Exercise instructions:
Convert every line of the material below into a Markdown table with the columns "Row" and "Line", numbering the rows in order and omitting blank lines.

************

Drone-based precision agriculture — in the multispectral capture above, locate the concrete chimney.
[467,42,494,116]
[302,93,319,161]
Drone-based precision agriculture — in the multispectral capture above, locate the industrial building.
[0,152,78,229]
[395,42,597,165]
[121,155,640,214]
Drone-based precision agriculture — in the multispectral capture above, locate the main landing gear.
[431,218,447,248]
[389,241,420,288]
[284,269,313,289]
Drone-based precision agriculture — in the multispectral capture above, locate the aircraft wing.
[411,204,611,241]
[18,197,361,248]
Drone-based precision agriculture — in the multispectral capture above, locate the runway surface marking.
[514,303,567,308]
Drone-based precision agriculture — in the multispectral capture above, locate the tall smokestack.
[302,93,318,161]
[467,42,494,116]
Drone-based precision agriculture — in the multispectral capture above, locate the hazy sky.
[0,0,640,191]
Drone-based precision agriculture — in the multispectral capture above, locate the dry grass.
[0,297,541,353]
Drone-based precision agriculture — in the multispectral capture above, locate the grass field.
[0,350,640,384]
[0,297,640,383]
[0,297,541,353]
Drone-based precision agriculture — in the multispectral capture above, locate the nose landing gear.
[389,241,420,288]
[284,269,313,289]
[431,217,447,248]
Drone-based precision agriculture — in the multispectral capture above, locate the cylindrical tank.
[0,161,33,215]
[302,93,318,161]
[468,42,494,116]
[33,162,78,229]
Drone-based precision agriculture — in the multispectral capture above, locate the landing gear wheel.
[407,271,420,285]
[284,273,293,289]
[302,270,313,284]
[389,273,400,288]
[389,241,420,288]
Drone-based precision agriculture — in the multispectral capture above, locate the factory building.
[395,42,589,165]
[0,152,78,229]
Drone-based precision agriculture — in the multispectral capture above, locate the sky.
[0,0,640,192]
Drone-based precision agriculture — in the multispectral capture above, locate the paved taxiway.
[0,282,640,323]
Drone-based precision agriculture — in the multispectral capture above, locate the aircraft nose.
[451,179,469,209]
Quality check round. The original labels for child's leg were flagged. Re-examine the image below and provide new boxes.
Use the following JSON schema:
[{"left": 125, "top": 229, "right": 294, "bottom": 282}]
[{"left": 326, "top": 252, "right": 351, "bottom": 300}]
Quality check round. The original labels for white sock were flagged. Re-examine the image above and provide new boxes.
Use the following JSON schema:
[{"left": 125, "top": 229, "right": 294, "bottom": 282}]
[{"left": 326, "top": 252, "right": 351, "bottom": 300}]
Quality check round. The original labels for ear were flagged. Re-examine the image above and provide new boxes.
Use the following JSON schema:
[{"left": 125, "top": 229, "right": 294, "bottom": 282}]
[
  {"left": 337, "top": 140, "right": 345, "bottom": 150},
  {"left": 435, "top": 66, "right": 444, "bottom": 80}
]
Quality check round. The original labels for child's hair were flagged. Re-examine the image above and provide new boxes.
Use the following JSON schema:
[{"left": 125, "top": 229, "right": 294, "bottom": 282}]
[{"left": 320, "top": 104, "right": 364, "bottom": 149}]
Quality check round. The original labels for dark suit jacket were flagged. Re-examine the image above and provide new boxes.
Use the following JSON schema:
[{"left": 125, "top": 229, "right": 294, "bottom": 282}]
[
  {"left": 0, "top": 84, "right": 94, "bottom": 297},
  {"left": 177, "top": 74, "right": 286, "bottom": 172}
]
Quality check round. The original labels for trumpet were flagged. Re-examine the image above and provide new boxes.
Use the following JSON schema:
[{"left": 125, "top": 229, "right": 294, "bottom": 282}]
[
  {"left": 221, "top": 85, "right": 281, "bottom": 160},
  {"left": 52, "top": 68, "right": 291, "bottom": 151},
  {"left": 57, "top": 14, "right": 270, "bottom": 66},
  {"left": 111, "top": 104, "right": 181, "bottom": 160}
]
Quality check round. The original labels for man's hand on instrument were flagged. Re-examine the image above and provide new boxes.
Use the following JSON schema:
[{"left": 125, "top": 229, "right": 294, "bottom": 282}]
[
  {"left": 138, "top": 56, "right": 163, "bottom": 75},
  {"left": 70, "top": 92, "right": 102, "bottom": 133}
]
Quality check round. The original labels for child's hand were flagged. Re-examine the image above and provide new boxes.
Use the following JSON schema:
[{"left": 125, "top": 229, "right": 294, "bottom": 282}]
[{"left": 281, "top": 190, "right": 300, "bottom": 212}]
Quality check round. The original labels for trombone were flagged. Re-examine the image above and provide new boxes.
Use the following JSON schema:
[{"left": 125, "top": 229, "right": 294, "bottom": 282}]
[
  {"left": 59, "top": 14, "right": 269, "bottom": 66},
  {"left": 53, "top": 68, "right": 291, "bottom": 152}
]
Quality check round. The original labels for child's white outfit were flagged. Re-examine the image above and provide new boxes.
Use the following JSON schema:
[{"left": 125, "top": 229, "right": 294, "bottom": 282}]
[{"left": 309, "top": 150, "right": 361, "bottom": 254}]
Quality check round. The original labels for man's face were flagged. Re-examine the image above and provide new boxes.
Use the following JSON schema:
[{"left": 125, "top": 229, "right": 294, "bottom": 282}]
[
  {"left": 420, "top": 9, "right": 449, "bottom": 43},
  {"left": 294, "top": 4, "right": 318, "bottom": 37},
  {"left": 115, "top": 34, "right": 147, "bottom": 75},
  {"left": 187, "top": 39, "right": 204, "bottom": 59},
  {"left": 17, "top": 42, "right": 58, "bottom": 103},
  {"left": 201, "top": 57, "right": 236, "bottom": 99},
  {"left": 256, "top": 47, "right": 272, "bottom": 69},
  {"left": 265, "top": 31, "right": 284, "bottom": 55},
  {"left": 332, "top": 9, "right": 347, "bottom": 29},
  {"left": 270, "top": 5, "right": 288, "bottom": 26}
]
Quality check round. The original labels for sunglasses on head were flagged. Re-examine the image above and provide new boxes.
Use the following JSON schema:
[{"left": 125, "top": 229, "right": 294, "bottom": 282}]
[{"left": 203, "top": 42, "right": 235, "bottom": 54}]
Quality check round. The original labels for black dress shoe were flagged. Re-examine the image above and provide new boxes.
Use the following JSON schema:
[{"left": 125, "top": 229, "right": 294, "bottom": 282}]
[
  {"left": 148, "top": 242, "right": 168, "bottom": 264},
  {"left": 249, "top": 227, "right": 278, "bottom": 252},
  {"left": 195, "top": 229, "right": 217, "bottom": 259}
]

************

Task solution:
| Row | Line |
|---|---|
| 1 | Drone-based precision agriculture — in the multispectral capture above, locate the concrete chimney. |
| 2 | [467,42,494,116] |
| 3 | [302,93,319,161] |
| 4 | Drone-based precision agriculture — in the multispectral capture above, locate the industrial building. |
| 5 | [0,152,78,229] |
| 6 | [395,42,597,165] |
| 7 | [121,155,640,214] |
| 8 | Drone-based precision agriculture — in the multispectral capture above, locate the main landing gear. |
| 9 | [431,218,447,248] |
| 10 | [389,241,420,288] |
| 11 | [284,269,313,289] |
| 12 | Drone-based precision agriculture — in the multispectral capture above, locate the aircraft wing. |
| 13 | [411,204,611,241] |
| 14 | [18,197,361,248] |
| 15 | Drone-based precision agriculture — in the multispectral capture above, locate the runway surface marking. |
| 16 | [514,303,567,308] |
| 17 | Drone-based precision agriculture — in the multispectral capture above, locate the tall smokestack. |
| 18 | [302,93,318,161] |
| 19 | [467,42,494,116] |
| 20 | Drone-based precision agriculture — in the multispectral capture above, locate the hazy sky. |
| 21 | [0,0,640,191] |
| 22 | Drone-based precision agriculture — in the multispectral capture above, locate the dry grass. |
| 23 | [0,297,541,353] |
| 24 | Drone-based precision agriculture — in the multispectral capture above, locate the grass field. |
| 25 | [0,350,640,384] |
| 26 | [0,297,640,383] |
| 27 | [0,297,541,353] |
| 28 | Drone-based precision agriculture — in the multispectral capture above, locate the nose landing gear. |
| 29 | [389,241,420,288] |
| 30 | [284,269,313,289] |
| 31 | [431,217,447,248] |
| 32 | Drone-based precision agriculture — in the multispectral capture above, locate the cylindrical tank. |
| 33 | [0,161,33,215] |
| 34 | [302,93,318,161] |
| 35 | [468,42,494,116] |
| 36 | [33,162,78,229] |
| 37 | Drone-based precision agriculture — in the multispectral capture above, locate the landing gear wheel. |
| 38 | [407,271,420,285] |
| 39 | [284,273,293,289] |
| 40 | [302,270,313,284] |
| 41 | [389,273,400,288] |
| 42 | [389,241,420,288] |
| 43 | Drone-based precision agriculture — in the multispectral capture above, locate the factory building. |
| 44 | [395,42,589,165] |
| 45 | [0,152,78,229] |
| 46 | Drone-based precision agriculture — in the multispectral capture above, locate the sky. |
| 47 | [0,0,640,192] |
| 48 | Drone-based precision agriculture — in the multispectral capture above, locate the paved taxiway. |
| 49 | [0,282,640,323] |
| 50 | Drone-based precision agriculture — in the multispectral capture above, locate the aircraft nose. |
| 51 | [451,179,469,209] |
| 52 | Quality check round. The original labels for child's leg were flagged. Re-examine the image below and provide new boxes. |
| 53 | Use the following JSON schema: |
| 54 | [{"left": 125, "top": 229, "right": 294, "bottom": 282}] |
| 55 | [{"left": 326, "top": 252, "right": 351, "bottom": 300}] |
| 56 | Quality check round. The original labels for white sock were flagged. Re-examine the image above and provide new boxes. |
| 57 | Use the following JSON schema: |
| 58 | [{"left": 125, "top": 229, "right": 294, "bottom": 282}] |
| 59 | [{"left": 326, "top": 252, "right": 351, "bottom": 300}] |
| 60 | Quality check round. The original labels for ear were flagged. Re-examine the image above and provide new boxes. |
| 61 | Use the following JSON schema: |
| 62 | [{"left": 125, "top": 229, "right": 294, "bottom": 282}] |
| 63 | [ |
| 64 |   {"left": 337, "top": 140, "right": 345, "bottom": 150}, |
| 65 |   {"left": 435, "top": 66, "right": 444, "bottom": 80} |
| 66 | ] |
| 67 | Quality check round. The original labels for child's hair were flagged. Re-examine the image above and provide new boxes. |
| 68 | Use the following JSON schema: |
| 69 | [{"left": 125, "top": 229, "right": 294, "bottom": 282}] |
| 70 | [{"left": 320, "top": 104, "right": 364, "bottom": 149}] |
| 71 | Quality check round. The original labels for dark suit jacket were flagged. Re-examine the image above and provide new boxes. |
| 72 | Use the following JSON schema: |
| 73 | [{"left": 125, "top": 229, "right": 294, "bottom": 282}] |
| 74 | [ |
| 75 |   {"left": 0, "top": 84, "right": 94, "bottom": 297}, |
| 76 |   {"left": 177, "top": 74, "right": 286, "bottom": 172} |
| 77 | ] |
| 78 | Quality check round. The original labels for trumpet were flagged. Re-examine the image above and provide new boxes. |
| 79 | Use the following JSON schema: |
| 80 | [{"left": 125, "top": 229, "right": 294, "bottom": 282}] |
| 81 | [ |
| 82 |   {"left": 221, "top": 85, "right": 281, "bottom": 160}, |
| 83 |   {"left": 52, "top": 68, "right": 291, "bottom": 151}, |
| 84 |   {"left": 57, "top": 14, "right": 270, "bottom": 66}, |
| 85 |   {"left": 111, "top": 104, "right": 181, "bottom": 160} |
| 86 | ] |
| 87 | Quality check round. The original labels for man's hand on instrument were flagged. Re-examine the image above and provide new boxes. |
| 88 | Use the following JSON schema: |
| 89 | [{"left": 125, "top": 229, "right": 294, "bottom": 282}] |
| 90 | [ |
| 91 |   {"left": 138, "top": 56, "right": 163, "bottom": 75}, |
| 92 |   {"left": 70, "top": 92, "right": 102, "bottom": 133} |
| 93 | ] |
| 94 | Quality check round. The original labels for child's hand were flagged. Re-examine the image above and provide new boxes. |
| 95 | Use the following JSON schema: |
| 96 | [{"left": 125, "top": 229, "right": 294, "bottom": 282}] |
| 97 | [{"left": 281, "top": 190, "right": 300, "bottom": 212}] |
| 98 | Quality check round. The original labels for trombone were flagged. Re-examine the image above and provide new boxes. |
| 99 | Use the following JSON schema: |
| 100 | [{"left": 125, "top": 229, "right": 294, "bottom": 282}] |
| 101 | [ |
| 102 |   {"left": 59, "top": 14, "right": 269, "bottom": 66}, |
| 103 |   {"left": 53, "top": 68, "right": 291, "bottom": 152} |
| 104 | ] |
| 105 | Quality check round. The original labels for child's white outfit were flagged. Re-examine the image above and provide new boxes. |
| 106 | Use the following JSON schema: |
| 107 | [{"left": 125, "top": 229, "right": 294, "bottom": 282}] |
| 108 | [{"left": 309, "top": 150, "right": 361, "bottom": 254}] |
| 109 | Quality check round. The original labels for man's face were flagged. Re-examine the image above and provide new boxes. |
| 110 | Use the following JSON schema: |
| 111 | [{"left": 125, "top": 229, "right": 294, "bottom": 282}] |
| 112 | [ |
| 113 |   {"left": 420, "top": 9, "right": 449, "bottom": 43}, |
| 114 |   {"left": 294, "top": 4, "right": 318, "bottom": 37}, |
| 115 |   {"left": 115, "top": 34, "right": 147, "bottom": 75}, |
| 116 |   {"left": 187, "top": 39, "right": 204, "bottom": 59}, |
| 117 |   {"left": 17, "top": 42, "right": 58, "bottom": 103}, |
| 118 |   {"left": 201, "top": 57, "right": 236, "bottom": 99}, |
| 119 |   {"left": 256, "top": 47, "right": 272, "bottom": 69}, |
| 120 |   {"left": 265, "top": 31, "right": 284, "bottom": 55}, |
| 121 |   {"left": 332, "top": 9, "right": 347, "bottom": 29}, |
| 122 |   {"left": 270, "top": 5, "right": 288, "bottom": 26} |
| 123 | ] |
| 124 | Quality check round. The original labels for sunglasses on head were flagged. Re-examine the image above and provide new boxes. |
| 125 | Use the following JSON schema: |
| 126 | [{"left": 125, "top": 229, "right": 294, "bottom": 282}] |
| 127 | [{"left": 203, "top": 42, "right": 235, "bottom": 54}] |
| 128 | Quality check round. The original labels for black dress shoe were flagged. Re-examine the image above and provide new boxes. |
| 129 | Use the following JSON schema: |
| 130 | [{"left": 125, "top": 229, "right": 294, "bottom": 282}] |
| 131 | [ |
| 132 |   {"left": 148, "top": 242, "right": 168, "bottom": 264}, |
| 133 |   {"left": 249, "top": 227, "right": 278, "bottom": 252}, |
| 134 |   {"left": 195, "top": 229, "right": 217, "bottom": 259} |
| 135 | ] |